▶ **Exercise requirements**
Nothing in the records may be altered, so transcribe them exactly.

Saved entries
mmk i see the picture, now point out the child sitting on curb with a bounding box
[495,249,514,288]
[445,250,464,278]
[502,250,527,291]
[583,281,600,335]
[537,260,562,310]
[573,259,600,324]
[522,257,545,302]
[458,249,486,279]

▶ **Response to this task**
mmk i see the picture, now point out the child sitting on curb with a bounding box
[495,249,514,288]
[445,250,464,278]
[502,250,527,291]
[583,281,600,335]
[537,260,562,310]
[573,259,600,324]
[522,257,545,302]
[458,249,486,279]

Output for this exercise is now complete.